# YOUR GOAL
Each entry below should be reproduced character for character.
======== RECORDS TO USE ========
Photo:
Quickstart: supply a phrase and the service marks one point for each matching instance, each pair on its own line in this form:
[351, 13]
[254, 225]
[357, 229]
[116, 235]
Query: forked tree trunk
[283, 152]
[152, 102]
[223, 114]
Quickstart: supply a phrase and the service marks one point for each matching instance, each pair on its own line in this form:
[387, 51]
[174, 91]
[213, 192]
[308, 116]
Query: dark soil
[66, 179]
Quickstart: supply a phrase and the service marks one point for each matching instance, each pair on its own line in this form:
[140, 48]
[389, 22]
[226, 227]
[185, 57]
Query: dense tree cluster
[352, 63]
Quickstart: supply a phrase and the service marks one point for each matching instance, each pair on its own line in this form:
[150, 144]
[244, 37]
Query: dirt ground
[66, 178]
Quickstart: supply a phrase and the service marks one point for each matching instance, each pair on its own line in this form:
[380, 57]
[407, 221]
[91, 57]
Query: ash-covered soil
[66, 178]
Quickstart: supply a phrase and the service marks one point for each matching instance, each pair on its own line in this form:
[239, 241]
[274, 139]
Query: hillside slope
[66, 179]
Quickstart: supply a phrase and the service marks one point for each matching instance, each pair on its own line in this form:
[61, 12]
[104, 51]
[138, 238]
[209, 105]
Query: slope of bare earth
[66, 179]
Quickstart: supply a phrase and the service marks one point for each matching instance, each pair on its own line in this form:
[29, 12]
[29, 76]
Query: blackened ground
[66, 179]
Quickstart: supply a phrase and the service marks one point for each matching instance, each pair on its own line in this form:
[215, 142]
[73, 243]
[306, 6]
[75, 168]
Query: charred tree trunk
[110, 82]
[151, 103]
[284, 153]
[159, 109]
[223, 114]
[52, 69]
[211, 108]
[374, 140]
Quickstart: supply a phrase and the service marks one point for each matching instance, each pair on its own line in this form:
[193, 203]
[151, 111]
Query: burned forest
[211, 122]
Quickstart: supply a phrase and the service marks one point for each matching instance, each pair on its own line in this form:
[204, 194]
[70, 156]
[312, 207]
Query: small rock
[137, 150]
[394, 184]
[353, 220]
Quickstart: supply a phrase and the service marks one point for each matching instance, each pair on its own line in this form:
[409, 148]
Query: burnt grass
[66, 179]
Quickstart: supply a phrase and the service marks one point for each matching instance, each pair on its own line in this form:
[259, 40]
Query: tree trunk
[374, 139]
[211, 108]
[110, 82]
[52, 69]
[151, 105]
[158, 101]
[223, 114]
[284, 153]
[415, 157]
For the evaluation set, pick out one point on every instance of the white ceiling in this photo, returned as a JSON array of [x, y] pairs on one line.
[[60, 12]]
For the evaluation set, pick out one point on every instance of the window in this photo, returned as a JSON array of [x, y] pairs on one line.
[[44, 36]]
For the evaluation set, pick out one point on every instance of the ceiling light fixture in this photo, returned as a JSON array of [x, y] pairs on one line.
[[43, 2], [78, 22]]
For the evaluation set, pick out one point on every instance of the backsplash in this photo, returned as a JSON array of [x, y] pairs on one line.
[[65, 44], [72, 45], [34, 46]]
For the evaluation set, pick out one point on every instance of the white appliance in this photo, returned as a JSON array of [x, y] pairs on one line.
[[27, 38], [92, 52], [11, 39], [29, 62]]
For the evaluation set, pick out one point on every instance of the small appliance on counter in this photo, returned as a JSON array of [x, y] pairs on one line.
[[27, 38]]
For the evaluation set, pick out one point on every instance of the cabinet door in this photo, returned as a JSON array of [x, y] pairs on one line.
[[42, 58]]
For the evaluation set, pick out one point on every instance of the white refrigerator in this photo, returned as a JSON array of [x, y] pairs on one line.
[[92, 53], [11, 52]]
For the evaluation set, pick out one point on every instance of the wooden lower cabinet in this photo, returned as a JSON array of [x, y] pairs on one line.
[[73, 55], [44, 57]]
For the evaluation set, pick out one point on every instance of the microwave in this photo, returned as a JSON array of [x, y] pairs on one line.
========
# WRITTEN RESPONSE
Photo:
Quickstart: supply a phrase and the service marks one point for each matching instance, each pair on its own line in this form:
[351, 13]
[254, 225]
[357, 229]
[116, 235]
Query: forked tree trunk
[283, 152]
[152, 102]
[223, 114]
Quickstart: supply a phrase and the service marks one point for each matching instance, each pair on its own line in this form:
[387, 51]
[174, 91]
[213, 192]
[308, 116]
Query: dark soil
[66, 179]
Quickstart: supply a phrase and the service marks one point for each matching instance, each pair on its own line in this form:
[140, 48]
[389, 22]
[226, 227]
[185, 57]
Query: dense tree cluster
[352, 63]
Quickstart: supply a phrase and the service marks one point for each matching instance, each pair on its own line in this form:
[150, 144]
[244, 37]
Query: dirt ground
[66, 178]
Quickstart: supply a phrase and the service marks one point for each matching instance, each pair on its own line in this form:
[380, 57]
[407, 221]
[91, 57]
Query: ash-covered soil
[66, 178]
Quickstart: supply a phrase and the service marks one point for each matching instance, each pair on its own line in this form:
[239, 241]
[274, 139]
Query: hillside slope
[66, 179]
Quickstart: supply a phrase and the service marks one point for each matching instance, each pair on its own line in this form:
[61, 12]
[104, 51]
[138, 238]
[209, 105]
Query: slope of bare earth
[66, 179]
Quickstart: supply a phrase and the service marks one point for each matching instance, each pair on its own line in this form:
[29, 12]
[29, 76]
Query: blackened ground
[66, 179]
Quickstart: supply a phrase and the service marks one point for each matching instance, each pair on its own line in this form:
[215, 142]
[73, 243]
[306, 6]
[75, 168]
Query: charred tree trunk
[110, 82]
[151, 103]
[284, 153]
[159, 109]
[223, 114]
[52, 69]
[211, 108]
[374, 140]
Quickstart: supply a phrase and the service marks one point for each matching instance, each pair on its own line in this form:
[193, 203]
[151, 111]
Query: burned forest
[211, 122]
Quickstart: supply a phrase and the service marks one point for each matching instance, each pair on its own line in this form:
[204, 194]
[70, 156]
[312, 207]
Query: small rock
[137, 150]
[394, 184]
[353, 220]
Quickstart: supply a phrase and the service marks one point for each matching instance, each pair on its own line in this form:
[409, 148]
Query: burnt grass
[66, 179]
Quickstart: supply a phrase and the service marks one point for each matching instance, each pair on its own line in this form:
[259, 40]
Query: tree trunk
[374, 139]
[211, 108]
[110, 82]
[52, 69]
[151, 105]
[158, 101]
[223, 114]
[284, 153]
[415, 157]
For the evaluation set, pick out one point on every instance of the white ceiling in this photo, returned as a JSON array of [x, y] pairs on one line.
[[60, 12]]
For the evaluation set, pick out one point on every instance of the window in this photo, returned as a JSON array of [x, y] pairs on one line.
[[44, 36]]
For the evaluation set, pick out one point on every instance of the ceiling light fixture in this photo, returned as a JSON array of [x, y] pairs on one line.
[[43, 2], [78, 22]]
For the evaluation set, pick out one point on every instance of the backsplash in this photo, returned as a JSON array of [x, y] pairs on one line.
[[65, 44], [72, 45], [34, 46]]
For the evaluation set, pick out one point on every instance of the white appliance in this photo, returned as a JSON array of [x, y] pairs on one line.
[[27, 38], [92, 52], [11, 39], [29, 62]]
For the evaluation set, pick out one point on every instance of the small appliance on counter in this photo, returned as a JSON array of [x, y] pairs on one line.
[[27, 38]]
For the evaluation set, pick out one point on every instance of the cabinet door in this photo, returned as a JSON array of [x, y] pairs on one line.
[[42, 58]]
For the evaluation set, pick out one point on every instance of the white refrigerator in this photo, returned as a JSON array of [x, y] pairs on one line.
[[92, 53], [11, 52]]
For the evaluation set, pick out one point on every instance of the wooden lower cabinet in this photo, returned as a JSON array of [x, y] pairs on one line.
[[73, 55], [44, 57]]
For the evaluation set, pick out one point on every instance of the microwave in this photo, returned as a JSON array of [x, y] pairs on one line.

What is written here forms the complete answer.